### ARTICOLO
# # # # # # #

Risultatisti contro Giochisti. Il calcio è cambiato. “La dignità non consiste nel possedere onori, ma nella coscienza di meritarli”.

Garlando sulla Gazzetta: “Il nervosismo di Allegri è la consapevolezza che CR7 non basta”
Cristiano Ronaldo

Quelle tra Allegri e Adani su Sky? Solo carezze. Le definisce così Garlando, sulla Gazzetta dello Sport. E ricorda una lite molto più violenta, quella tra due giganti del giornalismo sportivo, il lombardo Gianni Brera e il napoletano Gino Palumbo, in tribuna stampa, a Brescia.

Palumbo accolse Brera dandogli un ceffone. Quello, da buon ex pugile, gli rispose con un diretto all’occhio. Fu ko, senza esclusione di sangue.

# # # # # # #

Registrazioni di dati
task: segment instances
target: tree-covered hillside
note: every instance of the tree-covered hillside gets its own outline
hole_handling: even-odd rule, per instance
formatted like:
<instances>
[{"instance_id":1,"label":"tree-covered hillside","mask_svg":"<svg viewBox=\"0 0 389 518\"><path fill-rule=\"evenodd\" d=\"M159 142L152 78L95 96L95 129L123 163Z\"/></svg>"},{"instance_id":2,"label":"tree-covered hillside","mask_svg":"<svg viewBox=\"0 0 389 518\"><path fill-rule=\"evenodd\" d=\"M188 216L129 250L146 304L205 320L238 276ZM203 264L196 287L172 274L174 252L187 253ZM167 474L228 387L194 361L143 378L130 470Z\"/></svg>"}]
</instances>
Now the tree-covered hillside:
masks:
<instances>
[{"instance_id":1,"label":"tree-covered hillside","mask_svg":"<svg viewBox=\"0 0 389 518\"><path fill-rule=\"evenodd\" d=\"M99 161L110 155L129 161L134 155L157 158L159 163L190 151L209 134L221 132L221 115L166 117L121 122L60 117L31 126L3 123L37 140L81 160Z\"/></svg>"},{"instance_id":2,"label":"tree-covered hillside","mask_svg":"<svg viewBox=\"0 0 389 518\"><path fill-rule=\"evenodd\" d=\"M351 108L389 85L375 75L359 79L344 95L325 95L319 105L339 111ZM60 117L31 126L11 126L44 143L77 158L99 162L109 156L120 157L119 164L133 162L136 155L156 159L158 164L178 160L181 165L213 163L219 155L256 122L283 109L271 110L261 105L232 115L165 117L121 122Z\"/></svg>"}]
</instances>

# # # # # # #

### CONSEGNA
Trascrivi l'articolo per intero, parola per parola.

### RISPOSTA SVOLTA
Risultatisti contro Giochisti. Il calcio è cambiato. “La dignità non consiste nel possedere onori, ma nella coscienza di meritarli”.

Garlando sulla Gazzetta: “Il nervosismo di Allegri è la consapevolezza che CR7 non basta”
Cristiano Ronaldo

Quelle tra Allegri e Adani su Sky? Solo carezze. Le definisce così Garlando, sulla Gazzetta dello Sport. E ricorda una lite molto più violenta, quella tra due giganti del giornalismo sportivo, il lombardo Gianni Brera e il napoletano Gino Palumbo, in tribuna stampa, a Brescia.

Palumbo accolse Brera dandogli un ceffone. Quello, da buon ex pugile, gli rispose con un diretto all’occhio. Fu ko, senza esclusione di sangue.